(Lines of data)
____

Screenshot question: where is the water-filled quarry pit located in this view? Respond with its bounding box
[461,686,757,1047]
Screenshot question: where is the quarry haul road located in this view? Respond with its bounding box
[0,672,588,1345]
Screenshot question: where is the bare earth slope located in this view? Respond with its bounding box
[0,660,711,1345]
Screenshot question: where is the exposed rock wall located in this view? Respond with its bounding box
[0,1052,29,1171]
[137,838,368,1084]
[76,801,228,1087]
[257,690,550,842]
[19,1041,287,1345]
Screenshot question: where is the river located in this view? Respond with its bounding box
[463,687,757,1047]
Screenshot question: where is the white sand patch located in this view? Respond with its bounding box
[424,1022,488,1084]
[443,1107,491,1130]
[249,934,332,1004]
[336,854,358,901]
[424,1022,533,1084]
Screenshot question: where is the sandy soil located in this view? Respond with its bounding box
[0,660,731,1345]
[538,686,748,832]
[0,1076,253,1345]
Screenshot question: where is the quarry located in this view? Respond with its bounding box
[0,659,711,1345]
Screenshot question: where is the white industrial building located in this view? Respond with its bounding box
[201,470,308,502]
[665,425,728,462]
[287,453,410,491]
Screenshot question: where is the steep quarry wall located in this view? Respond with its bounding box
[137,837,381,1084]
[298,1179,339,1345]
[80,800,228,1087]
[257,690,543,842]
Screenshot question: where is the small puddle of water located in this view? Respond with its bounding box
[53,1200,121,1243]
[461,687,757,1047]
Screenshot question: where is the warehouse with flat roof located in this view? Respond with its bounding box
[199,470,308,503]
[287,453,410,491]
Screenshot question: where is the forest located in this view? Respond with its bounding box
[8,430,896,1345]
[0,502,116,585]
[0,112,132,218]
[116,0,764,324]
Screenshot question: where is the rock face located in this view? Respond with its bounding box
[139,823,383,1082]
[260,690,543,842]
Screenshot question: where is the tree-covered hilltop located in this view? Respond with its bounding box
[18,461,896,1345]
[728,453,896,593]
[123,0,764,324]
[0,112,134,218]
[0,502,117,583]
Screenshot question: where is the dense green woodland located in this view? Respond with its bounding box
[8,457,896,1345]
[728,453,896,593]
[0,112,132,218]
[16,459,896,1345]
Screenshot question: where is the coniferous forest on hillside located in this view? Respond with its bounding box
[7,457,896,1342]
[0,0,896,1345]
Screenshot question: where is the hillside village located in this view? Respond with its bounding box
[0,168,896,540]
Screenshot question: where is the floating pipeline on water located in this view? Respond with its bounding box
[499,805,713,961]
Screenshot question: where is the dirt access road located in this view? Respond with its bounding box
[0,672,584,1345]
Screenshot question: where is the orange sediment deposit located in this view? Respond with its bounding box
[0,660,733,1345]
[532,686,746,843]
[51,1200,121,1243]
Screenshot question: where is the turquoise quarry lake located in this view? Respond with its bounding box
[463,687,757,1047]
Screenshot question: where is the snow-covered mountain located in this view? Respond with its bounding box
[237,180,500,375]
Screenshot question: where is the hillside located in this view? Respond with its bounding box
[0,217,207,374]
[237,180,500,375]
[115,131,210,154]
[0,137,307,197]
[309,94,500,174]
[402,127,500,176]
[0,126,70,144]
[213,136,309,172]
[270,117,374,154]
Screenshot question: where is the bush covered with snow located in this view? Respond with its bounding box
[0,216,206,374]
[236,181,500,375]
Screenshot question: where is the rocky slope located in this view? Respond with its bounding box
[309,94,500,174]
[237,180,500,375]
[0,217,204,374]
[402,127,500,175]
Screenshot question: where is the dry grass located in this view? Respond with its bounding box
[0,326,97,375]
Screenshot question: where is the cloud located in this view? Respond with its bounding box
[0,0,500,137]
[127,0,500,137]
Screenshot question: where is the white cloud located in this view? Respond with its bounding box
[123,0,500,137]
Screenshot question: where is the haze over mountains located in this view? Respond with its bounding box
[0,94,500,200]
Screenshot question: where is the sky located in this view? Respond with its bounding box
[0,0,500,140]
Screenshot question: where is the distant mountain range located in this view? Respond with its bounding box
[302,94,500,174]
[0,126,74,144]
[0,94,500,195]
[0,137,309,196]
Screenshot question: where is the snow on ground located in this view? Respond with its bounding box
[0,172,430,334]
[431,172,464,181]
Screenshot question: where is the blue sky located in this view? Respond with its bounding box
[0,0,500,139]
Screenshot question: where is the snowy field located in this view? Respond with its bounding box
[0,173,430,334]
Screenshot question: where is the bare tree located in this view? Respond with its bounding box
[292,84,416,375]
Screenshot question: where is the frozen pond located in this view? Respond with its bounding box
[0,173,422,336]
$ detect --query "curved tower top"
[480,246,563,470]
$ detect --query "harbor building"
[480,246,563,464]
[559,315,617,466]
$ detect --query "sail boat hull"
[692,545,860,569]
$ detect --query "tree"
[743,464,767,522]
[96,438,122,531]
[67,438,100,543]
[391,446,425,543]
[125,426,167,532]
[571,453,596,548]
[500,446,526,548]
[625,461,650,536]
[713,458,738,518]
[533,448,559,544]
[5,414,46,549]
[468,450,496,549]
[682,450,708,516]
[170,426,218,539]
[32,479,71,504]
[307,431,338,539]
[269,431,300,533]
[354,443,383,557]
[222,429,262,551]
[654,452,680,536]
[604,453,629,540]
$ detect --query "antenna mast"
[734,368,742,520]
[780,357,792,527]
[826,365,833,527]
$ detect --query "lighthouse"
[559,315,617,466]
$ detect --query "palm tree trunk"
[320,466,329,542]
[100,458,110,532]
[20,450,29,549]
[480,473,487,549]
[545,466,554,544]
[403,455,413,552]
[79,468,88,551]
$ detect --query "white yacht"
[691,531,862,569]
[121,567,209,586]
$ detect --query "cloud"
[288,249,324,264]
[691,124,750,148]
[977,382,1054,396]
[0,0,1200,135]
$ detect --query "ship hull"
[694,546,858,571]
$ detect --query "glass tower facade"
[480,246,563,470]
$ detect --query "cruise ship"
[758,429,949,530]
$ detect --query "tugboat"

____

» **AIM OF THE TASK**:
Starting at the line that contains "Screenshot question: where is the rocky" and ending with the line that contains "[0,137,309,196]", output those lines as a JSON list of strings, one string per line and no blank lines.

» **REPLY**:
[
  "Screenshot question: where is the rocky slope located in this view? Respond with its bounding box",
  "[309,94,500,174]",
  "[237,180,500,375]",
  "[0,217,204,374]",
  "[402,127,500,175]",
  "Screenshot question: where is the dry grass located in this view? Respond with its bounding box",
  "[0,326,97,375]",
  "Screenshot question: where is the cloud located in this view? Respond with its bounding box",
  "[0,0,500,137]",
  "[127,0,500,137]",
  "Screenshot question: where is the white cloud located in this view? Respond with its bounding box",
  "[123,0,500,137]",
  "Screenshot question: where is the haze over mountains located in this view? Respond with its bounding box",
  "[0,94,500,200]",
  "Screenshot question: where is the sky located in this view? Respond with its bounding box",
  "[0,0,500,140]",
  "Screenshot question: where is the distant mountain range located in this view? Respond with its bounding box",
  "[302,94,500,174]",
  "[0,126,74,144]",
  "[0,94,500,195]",
  "[0,137,309,196]"
]